It is telling that the most exciting event in private equity this year was the Celebration of Entrepreneurship event in Dubai — also known as Wamda, the equivalent of the West’s eureka. It brought a much needed freshness and vigor to a private equity industry that is in search of excitement and vision.
The private equity industry landscape has changed dramatically in the past two years as the mood has swung from celebration to humility. Fundraising and deal-making activity shrunk in 2009 by as much as 85 percent and did not recover, as many, including yours truly, had prophesied.
The number of funds that are active and investing has also shrunk to less than a dozen in the Gulf Cooperation Council from a peak of more than 50, with many fund managers unwillingly switching from being deal makers to caretakers. Some funds have already closed down shop while others are facing up to the fact that, after their current ventures wrap up, there aren’t any to follow.
Over the past four years, successful managers raced to raise bigger and bigger funds (as big as $4 billion) and few managers remained focused on the smaller opportunities, which constitute the mainstream of the corporate landscape in the Arab world. Constrained by their current mandate, the remaining mammoth funds are now facing a new challenge: access to quality deal flow. These large funds are starving for new investment opportunities that can deliver the promised returns and are facing the grim scenarios of either returning some of the cash raised to investors or investing in sub-par deals.
Going back to Wamda celebrations, the 2,000 delegates that participated in the festive conference represent a renewed and revived core of the Gulf’s economic activity. Gone are the days when business in the region meant betting on inflated real estate prices and skyrocketing stock markets. A much more sober mood of industrious entrepreneurship is setting in.
The number of people I know personally that are en-route to starting their own businesses, despite the recessionary environment, is enormous. They come from all walks of life — from students to executives — and are setting up everywhere from Riyadh, to Jeddah, to Cairo, to Dubai, to Beirut, to Amman.
....
** Written task 1 **
Answer these questions using the private equity article:
(a) How many delegates took part in the Wamda conference?
(b) How many funds in the Gulf Cooperation Council are now active and investing, and what was the peak number?
(c) By how much did fundraising and deal-making activity shrink in 2009?
** Written task 2 **
Edit the stretch of the private equity article from "It is telling" through "excitement and vision.", putting "energy" in place of "freshness".
....
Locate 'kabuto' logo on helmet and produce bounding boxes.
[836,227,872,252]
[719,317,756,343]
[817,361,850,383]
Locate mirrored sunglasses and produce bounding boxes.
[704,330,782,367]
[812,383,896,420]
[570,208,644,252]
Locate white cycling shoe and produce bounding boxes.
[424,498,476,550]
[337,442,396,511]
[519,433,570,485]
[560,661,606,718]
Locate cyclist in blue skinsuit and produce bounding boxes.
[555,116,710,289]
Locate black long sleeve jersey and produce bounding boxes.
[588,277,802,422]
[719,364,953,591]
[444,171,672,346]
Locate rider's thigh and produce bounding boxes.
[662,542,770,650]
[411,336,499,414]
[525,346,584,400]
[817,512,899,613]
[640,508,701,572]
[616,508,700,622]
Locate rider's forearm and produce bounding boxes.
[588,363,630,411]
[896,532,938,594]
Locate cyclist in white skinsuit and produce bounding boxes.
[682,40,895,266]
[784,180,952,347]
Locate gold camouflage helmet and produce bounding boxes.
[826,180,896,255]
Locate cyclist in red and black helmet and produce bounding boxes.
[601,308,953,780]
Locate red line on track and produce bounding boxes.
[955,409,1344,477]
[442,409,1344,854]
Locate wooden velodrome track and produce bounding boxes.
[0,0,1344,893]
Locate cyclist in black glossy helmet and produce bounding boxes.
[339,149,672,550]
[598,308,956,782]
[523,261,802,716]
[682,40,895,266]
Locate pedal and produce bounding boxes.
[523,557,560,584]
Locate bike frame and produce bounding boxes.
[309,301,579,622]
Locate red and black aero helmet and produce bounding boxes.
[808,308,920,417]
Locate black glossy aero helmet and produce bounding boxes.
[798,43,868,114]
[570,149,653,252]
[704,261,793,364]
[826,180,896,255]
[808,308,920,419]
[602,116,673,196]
....
** Full output 1 **
(a) 2,000 delegates.
(b) Fewer than a dozen funds are active and investing now, down from a peak of more than 50.
(c) By as much as 85 percent.

** Full output 2 **
It is telling that the most exciting event in private equity this year was the Celebration of Entrepreneurship event in Dubai — also known as Wamda, the equivalent of the West’s eureka. It brought a much needed energy and vigor to a private equity industry that is in search of excitement and vision.